Exercise goal:
Rescale the data between the lines holding "of the dirt" and "<point>380,469</point>", inclusive, rewriting every line, requests included. Multiply each point coordinate in the answers by 0.5 and round to a whole number with halves going up, but leave the numbers in the requests and their format samples as they are.

*-*-*

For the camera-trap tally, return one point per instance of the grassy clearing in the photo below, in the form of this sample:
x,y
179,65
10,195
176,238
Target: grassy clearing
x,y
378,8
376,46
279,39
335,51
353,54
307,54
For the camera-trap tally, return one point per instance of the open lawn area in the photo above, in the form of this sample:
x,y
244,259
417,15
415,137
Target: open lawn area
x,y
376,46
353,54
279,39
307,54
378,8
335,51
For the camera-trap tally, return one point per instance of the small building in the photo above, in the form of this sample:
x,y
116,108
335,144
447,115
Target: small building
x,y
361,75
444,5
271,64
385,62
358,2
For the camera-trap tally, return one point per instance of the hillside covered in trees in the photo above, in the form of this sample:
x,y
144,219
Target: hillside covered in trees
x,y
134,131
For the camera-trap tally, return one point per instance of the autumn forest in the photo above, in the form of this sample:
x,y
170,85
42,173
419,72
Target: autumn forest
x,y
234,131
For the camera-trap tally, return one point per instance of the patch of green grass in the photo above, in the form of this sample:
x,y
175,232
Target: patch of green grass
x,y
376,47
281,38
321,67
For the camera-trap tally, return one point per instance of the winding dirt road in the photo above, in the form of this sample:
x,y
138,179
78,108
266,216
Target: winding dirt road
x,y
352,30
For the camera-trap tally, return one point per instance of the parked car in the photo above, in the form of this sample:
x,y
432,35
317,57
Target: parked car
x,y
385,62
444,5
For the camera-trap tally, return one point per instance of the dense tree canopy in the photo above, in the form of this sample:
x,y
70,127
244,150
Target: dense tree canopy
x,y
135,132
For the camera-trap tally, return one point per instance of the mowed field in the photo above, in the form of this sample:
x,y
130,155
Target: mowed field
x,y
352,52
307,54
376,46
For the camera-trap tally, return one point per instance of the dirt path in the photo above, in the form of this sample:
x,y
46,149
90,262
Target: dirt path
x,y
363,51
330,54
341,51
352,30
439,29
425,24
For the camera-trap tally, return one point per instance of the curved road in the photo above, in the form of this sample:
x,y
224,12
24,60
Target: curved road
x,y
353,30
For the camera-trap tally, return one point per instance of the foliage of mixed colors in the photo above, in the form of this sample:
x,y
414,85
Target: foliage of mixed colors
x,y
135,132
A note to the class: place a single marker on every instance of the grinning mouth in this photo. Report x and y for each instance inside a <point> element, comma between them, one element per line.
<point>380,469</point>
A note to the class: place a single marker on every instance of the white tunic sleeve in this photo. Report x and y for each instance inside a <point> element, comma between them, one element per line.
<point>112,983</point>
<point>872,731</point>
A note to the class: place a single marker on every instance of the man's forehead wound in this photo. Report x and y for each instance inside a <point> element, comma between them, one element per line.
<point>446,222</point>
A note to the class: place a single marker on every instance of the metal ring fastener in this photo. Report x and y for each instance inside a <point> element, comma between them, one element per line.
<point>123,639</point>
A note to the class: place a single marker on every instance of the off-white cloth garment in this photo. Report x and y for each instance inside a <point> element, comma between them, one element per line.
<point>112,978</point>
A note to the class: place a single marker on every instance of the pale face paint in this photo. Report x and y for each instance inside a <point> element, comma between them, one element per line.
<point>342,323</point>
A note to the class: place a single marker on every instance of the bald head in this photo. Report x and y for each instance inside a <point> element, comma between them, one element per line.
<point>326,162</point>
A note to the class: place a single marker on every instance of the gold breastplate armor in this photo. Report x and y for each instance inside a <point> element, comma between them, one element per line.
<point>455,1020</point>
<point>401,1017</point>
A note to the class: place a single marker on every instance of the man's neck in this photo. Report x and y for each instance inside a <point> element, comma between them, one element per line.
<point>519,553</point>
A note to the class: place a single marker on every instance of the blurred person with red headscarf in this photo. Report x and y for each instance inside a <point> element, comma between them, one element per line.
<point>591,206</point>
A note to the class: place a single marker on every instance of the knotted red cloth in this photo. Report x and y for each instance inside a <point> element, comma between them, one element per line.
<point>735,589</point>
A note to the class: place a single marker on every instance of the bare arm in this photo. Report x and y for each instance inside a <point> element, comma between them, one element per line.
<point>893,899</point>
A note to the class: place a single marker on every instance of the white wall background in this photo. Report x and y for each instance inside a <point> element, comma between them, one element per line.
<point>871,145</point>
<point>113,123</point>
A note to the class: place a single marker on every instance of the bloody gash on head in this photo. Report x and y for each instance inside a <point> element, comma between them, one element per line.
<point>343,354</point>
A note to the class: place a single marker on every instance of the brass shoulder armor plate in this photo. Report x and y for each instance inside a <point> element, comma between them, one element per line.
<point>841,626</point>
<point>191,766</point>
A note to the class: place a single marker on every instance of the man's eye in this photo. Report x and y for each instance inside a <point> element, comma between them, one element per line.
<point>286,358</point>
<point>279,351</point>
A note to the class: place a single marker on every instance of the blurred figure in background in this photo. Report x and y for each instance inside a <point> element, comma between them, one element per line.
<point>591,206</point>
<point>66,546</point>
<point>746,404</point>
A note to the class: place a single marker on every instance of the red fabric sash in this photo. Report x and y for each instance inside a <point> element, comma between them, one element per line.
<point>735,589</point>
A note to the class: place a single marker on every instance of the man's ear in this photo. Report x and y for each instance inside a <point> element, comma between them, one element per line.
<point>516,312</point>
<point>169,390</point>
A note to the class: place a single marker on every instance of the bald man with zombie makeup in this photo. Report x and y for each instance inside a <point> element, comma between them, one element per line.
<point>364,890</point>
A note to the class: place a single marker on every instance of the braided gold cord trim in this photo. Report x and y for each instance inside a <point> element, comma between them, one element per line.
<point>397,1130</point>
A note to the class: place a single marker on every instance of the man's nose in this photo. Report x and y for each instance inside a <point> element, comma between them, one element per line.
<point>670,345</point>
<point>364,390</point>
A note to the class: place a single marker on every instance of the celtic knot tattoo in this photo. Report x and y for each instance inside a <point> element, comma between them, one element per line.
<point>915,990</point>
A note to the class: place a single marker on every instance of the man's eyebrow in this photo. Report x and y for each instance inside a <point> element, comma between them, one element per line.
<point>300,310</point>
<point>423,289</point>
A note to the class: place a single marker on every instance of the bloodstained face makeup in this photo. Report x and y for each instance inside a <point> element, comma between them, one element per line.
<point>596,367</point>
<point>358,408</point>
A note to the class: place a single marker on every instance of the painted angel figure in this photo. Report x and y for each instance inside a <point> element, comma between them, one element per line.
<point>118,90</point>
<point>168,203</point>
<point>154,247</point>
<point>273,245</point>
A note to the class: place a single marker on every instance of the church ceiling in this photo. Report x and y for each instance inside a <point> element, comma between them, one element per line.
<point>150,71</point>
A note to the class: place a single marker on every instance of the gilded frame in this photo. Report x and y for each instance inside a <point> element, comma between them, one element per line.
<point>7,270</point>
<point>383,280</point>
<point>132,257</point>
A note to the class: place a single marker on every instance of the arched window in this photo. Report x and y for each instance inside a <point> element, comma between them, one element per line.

*-*-*

Written reply:
For the camera-trap tally, return one point per instance of the dirt path in the photo above, in the form of this sample:
x,y
46,149
90,262
Target: dirt path
x,y
182,26
165,27
171,26
176,15
220,15
213,12
For the camera-trap tally, return one point per instance of the curved road in the photo above, in the form of this sample:
x,y
224,12
24,60
Target: curved road
x,y
177,15
For the camera-trap tally, return one point per instance of the foliage of mixed colors in the photo above, in the form of this sample:
x,y
414,85
Target: foliage of mixed colors
x,y
68,66
A note to the class: place a single marker on every instance of the grinning mouth in this photo. Report x and y for each instance inside a <point> element, comma between them, one element per line.
<point>190,235</point>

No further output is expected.